Entscheidungsstichwort (Thema)
Wohnungseigentumssache
Leitsatz (amtlich)
Macht der von den Wohnungseigentümern hierzu ermächtigte Verwalter Ansprüche der Wohnungseigentümer gerichtlich geltend, handelt es sich nicht um eine unerlaubte Besorgung fremder Rechtsangelegenheiten. Dem Verwalter kann hierfür von den Wohnungseigentümern eine Sondervergütung bewilligt werden, die er nach der Bundesrechtsanwaltsgebührenordnung abrechnen darf.
Normenkette
RBerG Art. 1 § 3 Nr. 6; WEG § 21 Abs. 3, § 27 Abs. 2 Nr. 5
Verfahrensgang
Tenor
Auf die sofortige weitere Beschwerde der Beschwerdeführer werden der Beschluß der Zivilkammer 85 des Landgerichts Berlin vom 1. Oktober 1991 und der Beschluß des Amtsgerichts Charlottenburg vom 10. September 1990 aufgehoben, soweit der Eigentümerbeschluß vom 7. Januar 1989 für nichtig erklärt wurde. Der Antrag der Beteiligten zu 1 auf Ungültigerklärung des Eigentümerbeschlusses vom 7. Januar 1989 wird auch insoweit zurückgewiesen.
Die Gerichtskosten des Verfahrens trägt die Beteiligte zu 1. Außergerichtliche Kosten werden nicht erstattet.
Der Geschäftswert für das Verfahren wird für alle Instanzen auf 5.000 DM festgesetzt.

■ Die Aufgaben ■
- a) Nenne alle verschiedenen Datumsangaben, die im Tenor der Gerichtsentscheidung zum Wohnungseigentum vorkommen.
- b) Setze die Gerichtsentscheidung zum Wohnungseigentum im Anschluss an ihren letzten Satz fort.

■ Bereitgestelltes Material ■
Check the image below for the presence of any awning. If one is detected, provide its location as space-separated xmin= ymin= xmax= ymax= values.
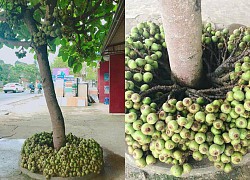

■ Die Antworten ■
- a) 1. Oktober 1991, 10. September 1990, 7. Januar 1989

- b)
Gründe
I.
Die Beteiligten sind Wohnungseigentümer einer Wohnanlage in B; der weitere Beteiligte ist ihr Verwalter. In der Eigentümerversammlung vom 7. Januar 1989 beschlossen die Wohnungseigentümer mehrheitlich folgendes:
„Der Verwalter wird ermächtigt, Rückstände gerichtlich für die WEG geltend zu machen. Dafür erhält er eine Sondervergütung in der Höhe, die ein Rechtsanwalt für die Vertretung einer Mehrheit von WEer erhalten würde (Berechnungsgrundlage: Bundesrechtsanwaltsgebührenordnung).”
Die Beteiligte zu 1 hat den Beschluß angefochten. Das Amtsgericht hat auf ihren Antrag festgestellt, daß der Beschluß insoweit nichtig ist, als dem Verwalter eine Sondervergütung zugesagt wurde. Die sofortige Beschwerde der anderen Beteiligten hat das Landgericht zurückgewiesen. Ihre sofortige weitere Beschwerde möchte das Kammergericht zurückweisen. Es sieht sich hieran jedoch durch den Beschluß des Oberlandesgerichts Köln vom 28. Juli 1986 (zitiert bei Bielefeld, WEG-Recht, Rechtsprechung in Leitsätzen 1984-1986, S. 162) gehindert und hat deshalb die Sache dem Bundesgerichtshof zur Entscheidung vorgelegt.
II.
Die Vorlage ist statthaft (§§ 43 Abs. 1 WEG, 28 Abs. 2 FGG).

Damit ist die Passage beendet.